Task goal = According to the London bookshops guide below, why does Daunt Books Marylebone arrange its sections by geography? Answer in one to three sentences.

Quoted text =
--------
Looking for the best bookstores in London? The capital is filled with beautiful independent bookshops boasting literary treasures. 

Whether you appreciate a good classic, prefer a more modern novel, or love to indulge in non-fiction, London’s bookshop scene is bursting with plenty of options.

Ready to unleash your inner bookworm? These are the spots you shouldn’t miss.

Best Bookshops in London 

Daunt Books Marylebone 

Daunt Books Marylebone

As one of the most famous bookshops in London, Daunt Books in Marylebone should be at the top of your list. 

Step inside and the original Edwardian features transport you back to 1912, when the store was first opened. But despite having been a bookshop for over a decade, James Daunt didn’t buy the shop until 1990. 

As the store originally specialised in travel books, sections are arranged by geography with guides, history, and fiction all grouped by country – which means you’ll get to travel the world through words.

You can find pretty much any book at Daunt, whether you want to read the latest crime thriller, a Penguin classic, or a travel guide on a far-flung place in the world.

Gay’s The Word 

First opened in January 1979, Gay’s The Word is the UK’s oldest LGBTQ+ bookstore. It was founded as a community space which funnelled its profits back into the bookstore, and has since gained a cult following. 

Categorising their selection by sexuality and gender means that people are able to easily identify stories that resonate with them. And the booksellers Jim, Uli, and Erica are always on hand to help you find exactly what you’re searching for.

From fiction and graphic novels to poetry and memoirs, Gay’s The Word has the biggest selection of LGBTQ+ books in the capital – if you’re looking for inclusivity, you’ll find it here.

Black Gull Books 

Lover of classic literature? Head to Black Gull Books and you’ll be able to discover rare 19th and 20th century vintage fiction. 

The owner, Chris, first ran the store out of Camden Market but has since moved it up to Finchley. While the bookshop itself is pretty small, books are crammed from floor to ceiling so there is a huge selection of works to trifle through.  

You can have a look through the store’s selection online here, but nothing beats spending an hour or two browsing in real life.
--------
Dataset records =

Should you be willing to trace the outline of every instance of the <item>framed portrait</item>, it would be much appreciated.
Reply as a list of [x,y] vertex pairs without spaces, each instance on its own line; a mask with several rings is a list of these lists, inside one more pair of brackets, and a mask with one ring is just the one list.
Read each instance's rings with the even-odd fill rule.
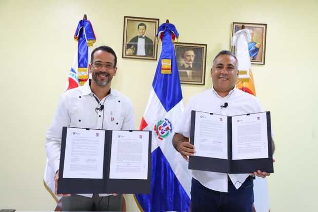
[[174,50],[180,82],[204,85],[207,45],[175,43]]
[[[252,24],[248,23],[233,22],[232,27],[232,37],[234,33],[242,29],[244,25],[246,28],[250,30],[250,42],[248,43],[248,51],[251,63],[254,64],[265,64],[265,49],[266,47],[266,24]],[[235,52],[235,47],[232,46],[232,52]]]
[[157,60],[159,19],[124,17],[123,57]]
--------
The response = The store originally specialized in travel books, so its sections are arranged by geography, with guides, history, and fiction all grouped by country.